---- Items
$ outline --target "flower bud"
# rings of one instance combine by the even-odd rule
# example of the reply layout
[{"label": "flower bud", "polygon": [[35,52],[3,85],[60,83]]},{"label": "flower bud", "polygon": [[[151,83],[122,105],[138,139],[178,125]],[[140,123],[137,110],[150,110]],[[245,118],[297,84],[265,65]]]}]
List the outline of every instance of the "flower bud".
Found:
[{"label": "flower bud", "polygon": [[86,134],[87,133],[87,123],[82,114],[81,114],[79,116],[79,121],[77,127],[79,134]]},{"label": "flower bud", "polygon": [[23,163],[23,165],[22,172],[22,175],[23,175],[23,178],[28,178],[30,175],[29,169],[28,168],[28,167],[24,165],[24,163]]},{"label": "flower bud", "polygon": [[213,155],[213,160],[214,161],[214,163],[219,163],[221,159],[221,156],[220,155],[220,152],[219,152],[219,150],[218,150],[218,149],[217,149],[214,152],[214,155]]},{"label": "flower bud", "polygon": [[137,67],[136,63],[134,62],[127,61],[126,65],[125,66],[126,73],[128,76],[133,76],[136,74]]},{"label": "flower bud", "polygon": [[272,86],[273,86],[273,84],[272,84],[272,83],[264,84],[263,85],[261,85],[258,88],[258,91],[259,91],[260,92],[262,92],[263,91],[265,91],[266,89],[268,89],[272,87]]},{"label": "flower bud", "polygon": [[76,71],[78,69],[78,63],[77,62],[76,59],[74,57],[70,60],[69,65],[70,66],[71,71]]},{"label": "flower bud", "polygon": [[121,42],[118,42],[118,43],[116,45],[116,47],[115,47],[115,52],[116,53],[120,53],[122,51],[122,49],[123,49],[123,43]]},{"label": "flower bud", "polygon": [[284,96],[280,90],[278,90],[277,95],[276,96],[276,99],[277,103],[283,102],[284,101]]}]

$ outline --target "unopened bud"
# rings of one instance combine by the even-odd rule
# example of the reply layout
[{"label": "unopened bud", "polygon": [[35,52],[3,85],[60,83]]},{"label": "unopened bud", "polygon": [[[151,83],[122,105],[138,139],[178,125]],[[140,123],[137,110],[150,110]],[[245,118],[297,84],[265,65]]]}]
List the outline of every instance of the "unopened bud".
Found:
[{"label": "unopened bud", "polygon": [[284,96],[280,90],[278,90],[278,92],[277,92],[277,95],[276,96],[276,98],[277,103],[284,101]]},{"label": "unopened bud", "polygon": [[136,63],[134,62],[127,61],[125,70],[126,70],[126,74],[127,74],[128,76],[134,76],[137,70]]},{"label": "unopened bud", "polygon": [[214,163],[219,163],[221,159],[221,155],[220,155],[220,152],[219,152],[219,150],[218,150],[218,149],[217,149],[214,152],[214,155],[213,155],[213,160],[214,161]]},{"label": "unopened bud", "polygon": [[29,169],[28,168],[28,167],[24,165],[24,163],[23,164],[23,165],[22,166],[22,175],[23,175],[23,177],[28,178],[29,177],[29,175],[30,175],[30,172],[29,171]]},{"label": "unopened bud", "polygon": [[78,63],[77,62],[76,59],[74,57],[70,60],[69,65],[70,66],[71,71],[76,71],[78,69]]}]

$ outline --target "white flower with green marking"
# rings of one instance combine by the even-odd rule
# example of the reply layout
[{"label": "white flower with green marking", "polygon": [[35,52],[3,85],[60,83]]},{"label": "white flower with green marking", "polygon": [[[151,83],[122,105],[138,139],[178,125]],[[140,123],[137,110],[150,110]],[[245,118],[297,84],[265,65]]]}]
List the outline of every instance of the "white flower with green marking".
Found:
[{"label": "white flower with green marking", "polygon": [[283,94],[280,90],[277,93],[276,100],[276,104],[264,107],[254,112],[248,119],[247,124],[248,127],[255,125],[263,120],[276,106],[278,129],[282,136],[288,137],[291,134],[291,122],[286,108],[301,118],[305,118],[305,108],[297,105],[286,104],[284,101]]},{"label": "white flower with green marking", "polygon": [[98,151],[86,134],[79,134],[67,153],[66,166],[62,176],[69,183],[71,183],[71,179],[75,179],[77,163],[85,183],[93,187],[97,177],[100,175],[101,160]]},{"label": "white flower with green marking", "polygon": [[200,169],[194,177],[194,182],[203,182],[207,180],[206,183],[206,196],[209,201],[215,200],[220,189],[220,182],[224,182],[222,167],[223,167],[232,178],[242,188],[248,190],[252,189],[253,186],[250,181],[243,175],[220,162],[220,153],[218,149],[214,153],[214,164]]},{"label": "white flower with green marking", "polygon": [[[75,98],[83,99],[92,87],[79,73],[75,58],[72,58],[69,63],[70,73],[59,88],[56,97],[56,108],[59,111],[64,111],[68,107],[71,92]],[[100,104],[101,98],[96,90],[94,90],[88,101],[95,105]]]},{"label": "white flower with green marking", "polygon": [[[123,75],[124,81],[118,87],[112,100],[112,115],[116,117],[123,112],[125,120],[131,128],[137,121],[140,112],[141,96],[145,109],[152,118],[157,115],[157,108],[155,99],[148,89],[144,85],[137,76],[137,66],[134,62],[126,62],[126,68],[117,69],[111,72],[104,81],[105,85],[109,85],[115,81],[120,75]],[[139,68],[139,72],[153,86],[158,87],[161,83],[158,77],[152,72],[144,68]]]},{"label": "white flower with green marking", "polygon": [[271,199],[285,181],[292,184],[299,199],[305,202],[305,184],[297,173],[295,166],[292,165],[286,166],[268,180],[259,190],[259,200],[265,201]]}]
--------
◆ **Instruction**: Identify every line in the listing above that contains the string "target", and copy each of those lines in full.

◆ **Exercise output**:
$ outline --target "flower bud"
$ outline --target "unopened bud"
$ outline --target "white flower with green marking"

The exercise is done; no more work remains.